§ **Task directions**
Give a verbatim repeat of the lines that run from the line containing "Expected: for every instance of the shirt button" to the end of the data below.

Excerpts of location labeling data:
>>>>

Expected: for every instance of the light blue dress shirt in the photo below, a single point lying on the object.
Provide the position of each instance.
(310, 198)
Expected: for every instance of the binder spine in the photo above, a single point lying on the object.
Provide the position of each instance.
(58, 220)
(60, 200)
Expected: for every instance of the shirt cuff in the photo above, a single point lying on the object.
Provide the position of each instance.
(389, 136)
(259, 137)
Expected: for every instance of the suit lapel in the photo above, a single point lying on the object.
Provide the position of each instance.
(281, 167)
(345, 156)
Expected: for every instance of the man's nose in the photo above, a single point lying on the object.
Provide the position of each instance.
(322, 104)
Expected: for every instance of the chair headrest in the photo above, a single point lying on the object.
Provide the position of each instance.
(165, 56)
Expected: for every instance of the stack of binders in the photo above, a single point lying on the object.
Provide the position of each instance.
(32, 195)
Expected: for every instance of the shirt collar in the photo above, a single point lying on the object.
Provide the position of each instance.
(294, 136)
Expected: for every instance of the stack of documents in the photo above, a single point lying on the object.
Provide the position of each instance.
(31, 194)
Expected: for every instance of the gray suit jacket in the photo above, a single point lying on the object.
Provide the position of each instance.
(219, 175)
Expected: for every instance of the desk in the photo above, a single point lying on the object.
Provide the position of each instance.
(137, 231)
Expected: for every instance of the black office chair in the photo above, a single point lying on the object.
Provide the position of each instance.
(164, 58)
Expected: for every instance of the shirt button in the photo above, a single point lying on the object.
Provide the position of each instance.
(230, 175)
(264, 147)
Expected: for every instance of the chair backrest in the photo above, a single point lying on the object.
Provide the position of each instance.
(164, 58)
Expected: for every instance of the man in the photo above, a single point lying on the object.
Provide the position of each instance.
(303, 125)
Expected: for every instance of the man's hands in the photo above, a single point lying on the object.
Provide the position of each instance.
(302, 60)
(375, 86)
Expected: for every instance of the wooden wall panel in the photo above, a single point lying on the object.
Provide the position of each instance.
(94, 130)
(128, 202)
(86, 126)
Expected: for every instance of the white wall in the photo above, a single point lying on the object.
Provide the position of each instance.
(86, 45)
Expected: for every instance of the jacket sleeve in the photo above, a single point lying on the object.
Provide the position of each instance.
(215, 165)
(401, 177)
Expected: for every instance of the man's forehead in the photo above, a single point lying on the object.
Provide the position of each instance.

<<<<

§ **Solution for this task**
Expected: for every instance of the shirt button in the photo above, a single point lying on the object.
Provide the position of each instance.
(230, 175)
(264, 147)
Expected: for every instance of the chair backrest in the photo above, a single point lying on the object.
Provide the position of each instance.
(164, 58)
Expected: for every instance of the man in the photo above, a single point lying on the object.
Provide the position of each instance.
(303, 125)
Expected: for every instance of the man's hands in the photo above, a single point lying on the object.
Provide the position of each instance.
(302, 60)
(375, 86)
Expected: for every instance of the wooden wall panel in the photo above, a single point lying on the object.
Provide the position of each instance.
(94, 130)
(128, 202)
(86, 126)
Expected: for every instance of the white wall in the photo above, a single point lying on the object.
Provide the position of each instance.
(86, 45)
Expected: for every instance of the jacket sleeve in the photo above, a single point lying on the object.
Provide the position of each instance.
(215, 165)
(401, 177)
Expected: for every instance of the man's forehead in the photo above, a single point lying on the object.
Provide the position of each instance.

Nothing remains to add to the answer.